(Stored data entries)
Content starts

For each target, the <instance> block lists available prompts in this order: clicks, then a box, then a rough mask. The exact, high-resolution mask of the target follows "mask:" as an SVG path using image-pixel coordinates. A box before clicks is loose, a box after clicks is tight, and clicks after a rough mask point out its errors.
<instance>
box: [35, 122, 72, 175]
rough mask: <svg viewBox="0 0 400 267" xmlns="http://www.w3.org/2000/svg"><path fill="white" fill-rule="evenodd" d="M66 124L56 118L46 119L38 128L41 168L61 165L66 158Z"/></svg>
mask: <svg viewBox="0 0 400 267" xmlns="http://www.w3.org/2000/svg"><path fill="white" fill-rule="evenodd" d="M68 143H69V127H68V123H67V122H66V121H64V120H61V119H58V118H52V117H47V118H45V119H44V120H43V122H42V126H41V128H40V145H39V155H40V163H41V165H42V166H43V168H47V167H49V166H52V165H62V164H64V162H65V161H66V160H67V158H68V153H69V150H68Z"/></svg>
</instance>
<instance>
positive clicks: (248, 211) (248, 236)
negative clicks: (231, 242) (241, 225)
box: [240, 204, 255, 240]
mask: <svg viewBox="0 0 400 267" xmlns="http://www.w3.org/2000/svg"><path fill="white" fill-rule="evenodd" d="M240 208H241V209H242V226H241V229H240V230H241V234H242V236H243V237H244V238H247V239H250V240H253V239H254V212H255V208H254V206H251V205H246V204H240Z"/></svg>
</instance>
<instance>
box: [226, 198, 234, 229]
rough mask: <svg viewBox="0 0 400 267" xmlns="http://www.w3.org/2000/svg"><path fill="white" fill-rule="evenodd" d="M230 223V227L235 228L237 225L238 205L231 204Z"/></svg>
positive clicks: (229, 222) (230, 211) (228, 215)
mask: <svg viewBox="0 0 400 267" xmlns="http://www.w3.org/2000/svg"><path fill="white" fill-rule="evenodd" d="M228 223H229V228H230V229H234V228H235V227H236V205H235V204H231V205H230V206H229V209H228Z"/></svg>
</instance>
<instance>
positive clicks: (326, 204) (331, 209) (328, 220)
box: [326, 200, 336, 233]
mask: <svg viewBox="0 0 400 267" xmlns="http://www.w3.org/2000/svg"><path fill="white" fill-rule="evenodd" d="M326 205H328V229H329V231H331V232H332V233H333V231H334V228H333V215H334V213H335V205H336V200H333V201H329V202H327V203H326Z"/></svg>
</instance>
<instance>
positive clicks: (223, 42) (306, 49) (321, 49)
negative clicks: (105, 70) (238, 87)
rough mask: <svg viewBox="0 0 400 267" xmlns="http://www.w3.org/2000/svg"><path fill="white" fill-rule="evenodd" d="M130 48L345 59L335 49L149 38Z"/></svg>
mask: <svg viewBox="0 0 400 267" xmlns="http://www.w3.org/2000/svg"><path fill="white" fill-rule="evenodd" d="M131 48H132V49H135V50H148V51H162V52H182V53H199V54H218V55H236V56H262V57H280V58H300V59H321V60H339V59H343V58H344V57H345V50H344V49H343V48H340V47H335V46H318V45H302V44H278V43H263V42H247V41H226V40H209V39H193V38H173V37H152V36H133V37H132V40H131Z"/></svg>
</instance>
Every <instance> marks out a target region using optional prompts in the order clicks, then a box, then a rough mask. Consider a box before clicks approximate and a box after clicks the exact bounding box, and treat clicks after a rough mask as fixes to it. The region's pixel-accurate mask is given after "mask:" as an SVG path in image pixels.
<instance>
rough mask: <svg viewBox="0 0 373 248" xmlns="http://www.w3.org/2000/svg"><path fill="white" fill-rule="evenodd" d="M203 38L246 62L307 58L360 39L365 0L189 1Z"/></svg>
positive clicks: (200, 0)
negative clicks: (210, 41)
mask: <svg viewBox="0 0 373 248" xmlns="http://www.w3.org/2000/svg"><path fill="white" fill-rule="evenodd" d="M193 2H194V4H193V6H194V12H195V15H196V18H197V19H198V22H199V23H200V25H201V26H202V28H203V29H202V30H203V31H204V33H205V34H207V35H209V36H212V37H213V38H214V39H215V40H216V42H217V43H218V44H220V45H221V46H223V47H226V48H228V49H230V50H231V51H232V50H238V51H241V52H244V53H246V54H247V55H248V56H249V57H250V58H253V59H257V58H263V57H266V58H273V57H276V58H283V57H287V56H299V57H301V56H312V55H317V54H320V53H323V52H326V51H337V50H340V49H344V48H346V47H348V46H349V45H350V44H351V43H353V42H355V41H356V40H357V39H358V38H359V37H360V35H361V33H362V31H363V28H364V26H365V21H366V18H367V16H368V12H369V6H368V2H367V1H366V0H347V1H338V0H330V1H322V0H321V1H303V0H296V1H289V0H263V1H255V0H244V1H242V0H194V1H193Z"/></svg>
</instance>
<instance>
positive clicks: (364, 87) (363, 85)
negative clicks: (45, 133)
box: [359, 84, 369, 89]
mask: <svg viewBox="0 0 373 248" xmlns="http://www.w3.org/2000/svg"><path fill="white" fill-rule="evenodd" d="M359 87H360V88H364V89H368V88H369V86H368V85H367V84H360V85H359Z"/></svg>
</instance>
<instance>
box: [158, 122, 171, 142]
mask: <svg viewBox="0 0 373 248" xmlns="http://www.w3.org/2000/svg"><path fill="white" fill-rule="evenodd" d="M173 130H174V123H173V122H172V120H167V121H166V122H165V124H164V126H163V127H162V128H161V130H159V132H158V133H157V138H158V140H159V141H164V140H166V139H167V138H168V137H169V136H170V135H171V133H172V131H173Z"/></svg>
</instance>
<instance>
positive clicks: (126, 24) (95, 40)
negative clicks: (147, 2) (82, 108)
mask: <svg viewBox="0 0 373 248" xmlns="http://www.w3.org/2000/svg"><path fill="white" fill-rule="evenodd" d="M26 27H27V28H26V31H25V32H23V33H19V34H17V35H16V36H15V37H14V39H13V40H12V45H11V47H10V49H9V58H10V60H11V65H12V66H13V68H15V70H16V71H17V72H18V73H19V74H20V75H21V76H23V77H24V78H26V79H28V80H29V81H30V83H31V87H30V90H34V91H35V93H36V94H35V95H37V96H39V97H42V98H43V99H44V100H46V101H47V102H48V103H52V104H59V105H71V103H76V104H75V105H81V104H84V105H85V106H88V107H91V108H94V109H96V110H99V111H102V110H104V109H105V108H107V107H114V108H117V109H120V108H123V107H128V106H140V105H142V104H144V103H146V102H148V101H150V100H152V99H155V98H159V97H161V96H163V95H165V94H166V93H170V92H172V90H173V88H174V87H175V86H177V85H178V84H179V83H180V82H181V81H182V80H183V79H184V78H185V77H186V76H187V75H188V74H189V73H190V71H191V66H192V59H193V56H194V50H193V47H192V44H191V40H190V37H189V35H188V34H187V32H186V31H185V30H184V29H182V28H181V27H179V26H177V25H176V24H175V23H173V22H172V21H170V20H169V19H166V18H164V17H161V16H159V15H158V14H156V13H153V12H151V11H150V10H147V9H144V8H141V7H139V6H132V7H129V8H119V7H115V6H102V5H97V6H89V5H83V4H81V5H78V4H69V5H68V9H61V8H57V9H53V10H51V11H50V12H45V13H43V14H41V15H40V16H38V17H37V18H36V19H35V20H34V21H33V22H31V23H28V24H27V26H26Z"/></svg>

Content ends

**TASK DIRECTIONS:**
Would you retype all of the lines shown above, exactly as given?

**TASK RESULT:**
For each target, the <instance> block lists available prompts in this order: clicks, then a box, then a rough mask. The exact, high-resolution mask of the target follows "mask:" as an SVG path using image-pixel coordinates. A box before clicks is loose, a box after clicks is tight, and clicks after a rough mask point out its errors.
<instance>
box: [35, 122, 72, 175]
rough mask: <svg viewBox="0 0 400 267" xmlns="http://www.w3.org/2000/svg"><path fill="white" fill-rule="evenodd" d="M66 124L56 118L46 119L38 128L41 168L61 165L66 158Z"/></svg>
mask: <svg viewBox="0 0 400 267" xmlns="http://www.w3.org/2000/svg"><path fill="white" fill-rule="evenodd" d="M68 143H69V127H68V123H67V122H66V121H64V120H61V119H58V118H52V117H47V118H45V119H44V120H43V122H42V126H41V128H40V145H39V155H40V163H41V165H42V166H43V168H47V167H49V166H52V165H62V164H64V162H65V161H66V160H67V158H68V153H69V150H68Z"/></svg>
</instance>
<instance>
positive clicks: (248, 211) (248, 236)
negative clicks: (231, 242) (241, 225)
box: [240, 204, 255, 240]
mask: <svg viewBox="0 0 400 267" xmlns="http://www.w3.org/2000/svg"><path fill="white" fill-rule="evenodd" d="M240 208H241V209H242V226H241V229H240V230H241V234H242V236H243V237H244V238H247V239H250V240H253V239H254V212H255V208H254V206H251V205H246V204H240Z"/></svg>
</instance>
<instance>
box: [226, 198, 234, 229]
rough mask: <svg viewBox="0 0 400 267" xmlns="http://www.w3.org/2000/svg"><path fill="white" fill-rule="evenodd" d="M230 223V227L235 228L237 225L238 205L231 204Z"/></svg>
positive clicks: (229, 222) (230, 211) (228, 215)
mask: <svg viewBox="0 0 400 267" xmlns="http://www.w3.org/2000/svg"><path fill="white" fill-rule="evenodd" d="M228 223H229V228H230V229H234V228H235V227H236V205H235V204H231V205H230V206H229V209H228Z"/></svg>
</instance>
<instance>
positive clicks: (326, 204) (331, 209) (328, 220)
box: [326, 200, 336, 233]
mask: <svg viewBox="0 0 400 267" xmlns="http://www.w3.org/2000/svg"><path fill="white" fill-rule="evenodd" d="M326 205H328V229H329V231H331V232H332V233H333V231H334V228H333V215H334V213H335V205H336V200H333V201H329V202H327V203H326Z"/></svg>
</instance>
<instance>
positive clicks: (223, 42) (306, 49) (321, 49)
negative clicks: (105, 70) (238, 87)
rough mask: <svg viewBox="0 0 400 267" xmlns="http://www.w3.org/2000/svg"><path fill="white" fill-rule="evenodd" d="M130 48L345 59L335 49L149 38Z"/></svg>
mask: <svg viewBox="0 0 400 267" xmlns="http://www.w3.org/2000/svg"><path fill="white" fill-rule="evenodd" d="M131 48H132V49H135V50H148V51H162V52H182V53H199V54H218V55H236V56H262V57H280V58H300V59H321V60H339V59H343V58H344V57H345V50H344V49H343V48H340V47H335V46H318V45H302V44H278V43H263V42H247V41H226V40H209V39H193V38H173V37H152V36H133V37H132V40H131Z"/></svg>
</instance>
Every <instance> marks out a target region using optional prompts in the order clicks, then a box, then a rough mask. Consider a box before clicks approximate and a box after clicks the exact bounding box, and treat clicks after a rough mask as fixes to it. The region's pixel-accurate mask is given after "mask:" as an SVG path in image pixels.
<instance>
rough mask: <svg viewBox="0 0 373 248" xmlns="http://www.w3.org/2000/svg"><path fill="white" fill-rule="evenodd" d="M203 38L246 62L307 58L360 39L365 0L189 1Z"/></svg>
positive clicks: (200, 0)
negative clicks: (210, 41)
mask: <svg viewBox="0 0 373 248" xmlns="http://www.w3.org/2000/svg"><path fill="white" fill-rule="evenodd" d="M193 2H194V4H193V6H194V12H195V15H196V18H197V19H198V22H199V23H200V25H201V26H202V28H203V29H202V30H203V31H204V33H205V34H207V35H209V36H212V37H213V38H214V39H215V40H216V42H217V43H218V44H220V45H221V46H223V47H226V48H228V49H230V50H231V51H232V50H238V51H241V52H244V53H246V54H247V55H248V56H249V57H250V58H253V59H257V58H263V57H266V58H273V57H276V58H283V57H287V56H299V57H301V56H312V55H317V54H320V53H323V52H326V51H337V50H340V49H344V48H346V47H348V46H349V45H350V44H351V43H353V42H355V41H356V40H357V39H358V38H359V37H360V35H361V33H362V31H363V28H364V26H365V21H366V18H367V16H368V12H369V6H368V2H367V1H366V0H347V1H338V0H330V1H322V0H321V1H303V0H296V1H289V0H263V1H255V0H244V1H242V0H194V1H193Z"/></svg>
</instance>
<instance>
positive clicks: (364, 87) (363, 85)
negative clicks: (45, 133)
box: [359, 84, 369, 89]
mask: <svg viewBox="0 0 373 248" xmlns="http://www.w3.org/2000/svg"><path fill="white" fill-rule="evenodd" d="M359 87H360V88H364V89H368V88H369V86H368V85H367V84H360V85H359Z"/></svg>
</instance>
<instance>
box: [158, 122, 171, 142]
mask: <svg viewBox="0 0 373 248" xmlns="http://www.w3.org/2000/svg"><path fill="white" fill-rule="evenodd" d="M173 130H174V123H173V122H172V120H167V121H166V122H165V124H164V126H163V127H162V128H161V130H159V132H158V133H157V138H158V140H159V141H164V140H166V139H167V138H168V137H169V136H170V135H171V133H172V131H173Z"/></svg>
</instance>
<instance>
positive clicks: (126, 24) (95, 40)
negative clicks: (147, 2) (82, 108)
mask: <svg viewBox="0 0 373 248" xmlns="http://www.w3.org/2000/svg"><path fill="white" fill-rule="evenodd" d="M26 27H27V28H26V31H25V32H23V33H19V34H17V35H16V36H15V37H14V39H13V40H12V45H11V47H10V49H9V58H10V60H11V65H12V66H13V68H15V70H16V71H17V72H18V73H19V74H20V75H21V76H23V77H24V78H26V79H28V80H29V81H30V83H31V87H30V90H34V91H35V93H36V94H35V95H37V96H39V97H42V98H43V99H44V100H46V101H47V102H48V103H52V104H59V105H71V103H76V104H75V105H81V104H84V105H85V106H88V107H91V108H94V109H96V110H99V111H102V110H104V109H105V108H107V107H114V108H117V109H120V108H123V107H128V106H140V105H142V104H144V103H146V102H148V101H150V100H152V99H155V98H159V97H161V96H163V95H165V94H166V93H170V92H172V90H173V88H174V87H175V86H177V85H178V84H179V83H180V82H181V81H182V80H183V79H184V78H185V77H186V76H187V75H188V74H189V73H190V71H191V66H192V59H193V56H194V50H193V47H192V44H191V40H190V37H189V35H188V34H187V32H186V31H185V30H184V29H182V28H181V27H179V26H177V25H176V24H175V23H173V22H172V21H170V20H169V19H166V18H164V17H161V16H159V15H158V14H156V13H153V12H151V11H150V10H147V9H144V8H141V7H139V6H132V7H129V8H119V7H115V6H102V5H97V6H89V5H83V4H81V5H78V4H69V5H68V9H61V8H57V9H53V10H51V11H50V12H45V13H43V14H41V15H40V16H38V17H37V18H36V19H35V20H34V21H33V22H31V23H28V24H27V26H26Z"/></svg>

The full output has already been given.